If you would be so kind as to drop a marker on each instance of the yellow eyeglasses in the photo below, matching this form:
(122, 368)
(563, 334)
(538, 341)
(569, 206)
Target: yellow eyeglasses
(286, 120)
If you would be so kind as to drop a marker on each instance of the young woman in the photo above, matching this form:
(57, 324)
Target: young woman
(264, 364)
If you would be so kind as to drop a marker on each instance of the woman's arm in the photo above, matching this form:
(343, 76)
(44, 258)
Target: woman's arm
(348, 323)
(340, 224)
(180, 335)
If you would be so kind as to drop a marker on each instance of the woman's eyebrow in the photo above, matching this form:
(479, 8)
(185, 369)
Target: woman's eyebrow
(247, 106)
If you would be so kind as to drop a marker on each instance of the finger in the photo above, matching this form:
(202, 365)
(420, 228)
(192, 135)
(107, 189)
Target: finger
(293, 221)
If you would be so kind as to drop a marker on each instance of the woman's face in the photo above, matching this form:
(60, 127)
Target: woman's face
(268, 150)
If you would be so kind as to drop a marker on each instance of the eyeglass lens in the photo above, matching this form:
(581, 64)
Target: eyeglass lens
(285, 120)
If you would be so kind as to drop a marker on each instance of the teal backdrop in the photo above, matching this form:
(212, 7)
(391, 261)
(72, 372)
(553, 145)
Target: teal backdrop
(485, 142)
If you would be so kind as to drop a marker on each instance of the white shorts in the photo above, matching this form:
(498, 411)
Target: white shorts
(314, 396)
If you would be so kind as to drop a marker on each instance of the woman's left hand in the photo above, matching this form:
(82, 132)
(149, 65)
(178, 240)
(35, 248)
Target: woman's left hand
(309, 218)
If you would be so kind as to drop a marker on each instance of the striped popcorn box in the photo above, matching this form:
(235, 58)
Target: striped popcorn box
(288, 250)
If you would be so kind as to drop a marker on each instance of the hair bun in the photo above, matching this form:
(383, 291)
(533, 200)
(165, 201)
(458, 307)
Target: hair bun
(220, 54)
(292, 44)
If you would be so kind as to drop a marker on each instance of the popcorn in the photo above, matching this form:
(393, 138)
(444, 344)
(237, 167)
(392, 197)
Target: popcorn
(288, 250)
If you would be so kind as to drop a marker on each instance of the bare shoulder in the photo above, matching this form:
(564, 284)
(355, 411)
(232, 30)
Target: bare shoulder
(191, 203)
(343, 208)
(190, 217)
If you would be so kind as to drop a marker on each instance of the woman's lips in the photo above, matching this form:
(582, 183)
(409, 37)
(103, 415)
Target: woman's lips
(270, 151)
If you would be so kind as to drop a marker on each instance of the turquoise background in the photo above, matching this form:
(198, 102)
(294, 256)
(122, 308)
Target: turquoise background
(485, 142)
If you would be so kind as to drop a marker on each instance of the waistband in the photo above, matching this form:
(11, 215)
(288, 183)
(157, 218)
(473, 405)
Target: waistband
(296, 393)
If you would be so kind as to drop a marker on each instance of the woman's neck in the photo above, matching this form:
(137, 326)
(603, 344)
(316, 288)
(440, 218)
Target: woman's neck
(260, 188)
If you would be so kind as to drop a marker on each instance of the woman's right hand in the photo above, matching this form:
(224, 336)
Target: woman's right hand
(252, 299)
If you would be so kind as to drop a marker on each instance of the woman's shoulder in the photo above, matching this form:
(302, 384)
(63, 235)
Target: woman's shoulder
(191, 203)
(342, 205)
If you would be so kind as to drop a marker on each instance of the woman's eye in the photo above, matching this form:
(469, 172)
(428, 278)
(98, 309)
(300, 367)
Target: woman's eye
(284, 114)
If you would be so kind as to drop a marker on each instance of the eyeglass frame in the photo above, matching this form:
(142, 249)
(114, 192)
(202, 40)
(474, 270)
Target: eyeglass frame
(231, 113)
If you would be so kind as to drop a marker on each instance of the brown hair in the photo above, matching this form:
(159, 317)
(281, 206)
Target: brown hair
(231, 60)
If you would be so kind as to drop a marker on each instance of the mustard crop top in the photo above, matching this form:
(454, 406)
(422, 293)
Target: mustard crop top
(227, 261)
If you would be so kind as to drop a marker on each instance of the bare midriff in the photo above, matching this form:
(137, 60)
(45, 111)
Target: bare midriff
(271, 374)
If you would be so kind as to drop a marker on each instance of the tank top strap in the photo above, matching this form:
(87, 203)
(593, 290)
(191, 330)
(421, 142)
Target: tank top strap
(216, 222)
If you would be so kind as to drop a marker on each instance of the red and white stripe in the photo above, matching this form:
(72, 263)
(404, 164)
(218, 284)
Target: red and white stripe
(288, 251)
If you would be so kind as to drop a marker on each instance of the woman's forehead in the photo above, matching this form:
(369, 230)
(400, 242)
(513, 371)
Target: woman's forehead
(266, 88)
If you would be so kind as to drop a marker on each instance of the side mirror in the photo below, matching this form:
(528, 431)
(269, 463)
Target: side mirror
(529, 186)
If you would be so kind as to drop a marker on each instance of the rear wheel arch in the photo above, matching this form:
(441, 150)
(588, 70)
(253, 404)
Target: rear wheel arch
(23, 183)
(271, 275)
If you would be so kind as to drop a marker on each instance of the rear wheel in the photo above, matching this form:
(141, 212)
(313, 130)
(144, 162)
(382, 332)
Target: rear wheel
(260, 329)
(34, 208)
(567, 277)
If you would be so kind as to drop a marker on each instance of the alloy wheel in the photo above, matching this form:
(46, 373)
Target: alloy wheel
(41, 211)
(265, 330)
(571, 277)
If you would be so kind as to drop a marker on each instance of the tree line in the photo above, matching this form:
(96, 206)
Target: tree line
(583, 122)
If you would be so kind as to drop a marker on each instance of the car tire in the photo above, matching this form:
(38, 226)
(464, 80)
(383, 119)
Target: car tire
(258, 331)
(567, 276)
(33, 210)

+++++

◆ Exercise description ◆
Each line must be set down again exactly as above, with no line omitted.

◆ Answer space ◆
If you would be so kind as to drop a marker on each instance of the yellow eyeglasses in the photo below, matching this form:
(122, 368)
(563, 334)
(538, 341)
(569, 206)
Target: yellow eyeglasses
(286, 120)
If you would be so kind as to drop a marker on each instance of the young woman in the photo above, matching this form:
(57, 324)
Target: young woman
(264, 364)
If you would be so kind as to drop a marker on each instance of the woman's arm in the photo above, matching this form:
(343, 76)
(44, 258)
Target: woman's arm
(348, 323)
(340, 224)
(180, 335)
If you would be so kind as to drop a marker on each instance of the woman's eyebrow in the photo above, matching this form:
(479, 8)
(185, 369)
Target: woman's eyebrow
(247, 106)
If you would be so kind as to drop a marker on each instance of the finger in the photo above, matching this form:
(202, 365)
(420, 228)
(192, 135)
(107, 189)
Target: finger
(293, 221)
If you would be so kind as to drop a marker on each instance of the woman's face in the photo above, matching this form:
(60, 127)
Target: woman's face
(268, 150)
If you would be so kind as to drop a marker on each instance of the eyeglass lens in the photo above, matching this form:
(581, 64)
Target: eyeglass lens
(285, 120)
If you would be so kind as to drop a marker on each instance of the teal backdrop in the photo above, matching this form:
(212, 7)
(391, 261)
(72, 372)
(553, 145)
Target: teal backdrop
(485, 142)
If you would be so kind as to drop a marker on each instance of the white shorts in the photo above, matching this form:
(498, 411)
Target: white shorts
(314, 396)
If you would be so kind as to drop a marker on each instance of the woman's left hand in the photo above, matching this form:
(82, 132)
(149, 65)
(178, 240)
(35, 248)
Target: woman's left hand
(309, 218)
If you would be so kind as to drop a marker on each instance of the striped popcorn box in the photo above, matching this form:
(235, 58)
Target: striped popcorn box
(288, 250)
If you would be so kind as to drop a marker on each instance of the hair bun in the photo above, matching this form:
(383, 291)
(533, 200)
(165, 201)
(458, 307)
Target: hair bun
(220, 54)
(292, 44)
If you would be so kind as to drop a marker on each instance of the popcorn in the photo above, matching this form:
(393, 138)
(444, 344)
(237, 167)
(392, 197)
Target: popcorn
(288, 250)
If you would be so kind as to drop a marker on each instance of the bare shoulder in the photo above, matching this form:
(564, 284)
(355, 411)
(232, 30)
Target: bare shoulder
(191, 203)
(343, 208)
(190, 217)
If you would be so kind as to drop a marker on each instance of the woman's lips in the photo above, matching this form:
(582, 183)
(409, 37)
(103, 415)
Target: woman's lips
(270, 151)
If you would be so kind as to drop a marker on each instance of the turquoise background in the photo above, matching this form:
(198, 102)
(294, 256)
(122, 308)
Target: turquoise background
(485, 142)
If you would be so kind as to drop a marker on each instance of the waistband in the photo above, matching this form:
(11, 215)
(288, 183)
(157, 218)
(473, 405)
Target: waistband
(296, 393)
If you would be so kind as to drop a marker on each instance of the woman's neck in the photo above, matching this form:
(137, 326)
(603, 344)
(316, 288)
(440, 218)
Target: woman's neck
(260, 188)
If you would be so kind as to drop a marker on each instance of the woman's right hand in the photo above, matching this form:
(224, 336)
Target: woman's right hand
(252, 299)
If you would be so kind as to drop a marker on each instance of the woman's shoulder in the photo above, matching this form:
(302, 384)
(63, 235)
Target: woman's shoulder
(191, 203)
(342, 205)
If you would be so kind as to drop a marker on each instance of the woman's eye in the photo above, matching this form:
(469, 172)
(428, 278)
(98, 309)
(300, 367)
Target: woman's eye
(284, 114)
If you would be so kind as to drop a marker on each instance of the eyeglass frame in the photo above, matching this form:
(142, 249)
(114, 192)
(202, 40)
(474, 270)
Target: eyeglass frame
(231, 113)
If you would be so kind as to drop a marker on each instance of the brown hair in the photo above, matching this form:
(159, 317)
(281, 206)
Target: brown hair
(231, 60)
If you would be so kind as to drop a marker on each instance of the mustard crop top in the photo above, matching this form:
(454, 406)
(422, 293)
Target: mustard crop top
(227, 261)
If you would be so kind as to drop a marker on each instance of the bare midriff in the photo above, matching this form:
(137, 60)
(45, 111)
Target: bare midriff
(271, 374)
If you would be so kind as to drop a marker on each instance of the tank top strap in the photo above, matching this form:
(87, 203)
(593, 290)
(191, 330)
(421, 142)
Target: tank top strap
(216, 222)
If you would be so kind as to drop a marker on each instance of the red and white stripe in the photo above, matching this form:
(72, 263)
(404, 164)
(218, 284)
Target: red and white stripe
(288, 251)
If you would be so kind as to drop a marker on each instance of the woman's forehead in the photo above, matching this form:
(369, 230)
(400, 242)
(513, 371)
Target: woman's forehead
(266, 88)
If you would be so kind as to drop a marker on each instance of the side mirror in the photo below, matching this form:
(528, 431)
(269, 463)
Target: side mirror
(529, 186)
If you would be so kind as to drop a marker on each instance of the rear wheel arch in the photo above, matching this form:
(441, 150)
(588, 70)
(253, 404)
Target: rear wheel arch
(23, 183)
(271, 275)
If you would be so kind as to drop a marker on each instance of the rear wheel in the photo above, matching this form:
(141, 212)
(313, 130)
(144, 162)
(382, 332)
Target: rear wheel
(260, 329)
(34, 208)
(567, 277)
If you would be so kind as to drop a marker on each instance of the alloy wheel in the photo above, matching this form:
(46, 373)
Target: alloy wheel
(41, 211)
(265, 330)
(571, 277)
If you would be so kind as to drop a marker on each instance of the tree line in the photo above, matching this form:
(96, 206)
Target: tree line
(583, 122)
If you would be so kind as to drop a marker on each instance of the car tire in the photo above, matching this form:
(38, 226)
(464, 80)
(383, 119)
Target: car tire
(258, 331)
(567, 276)
(33, 210)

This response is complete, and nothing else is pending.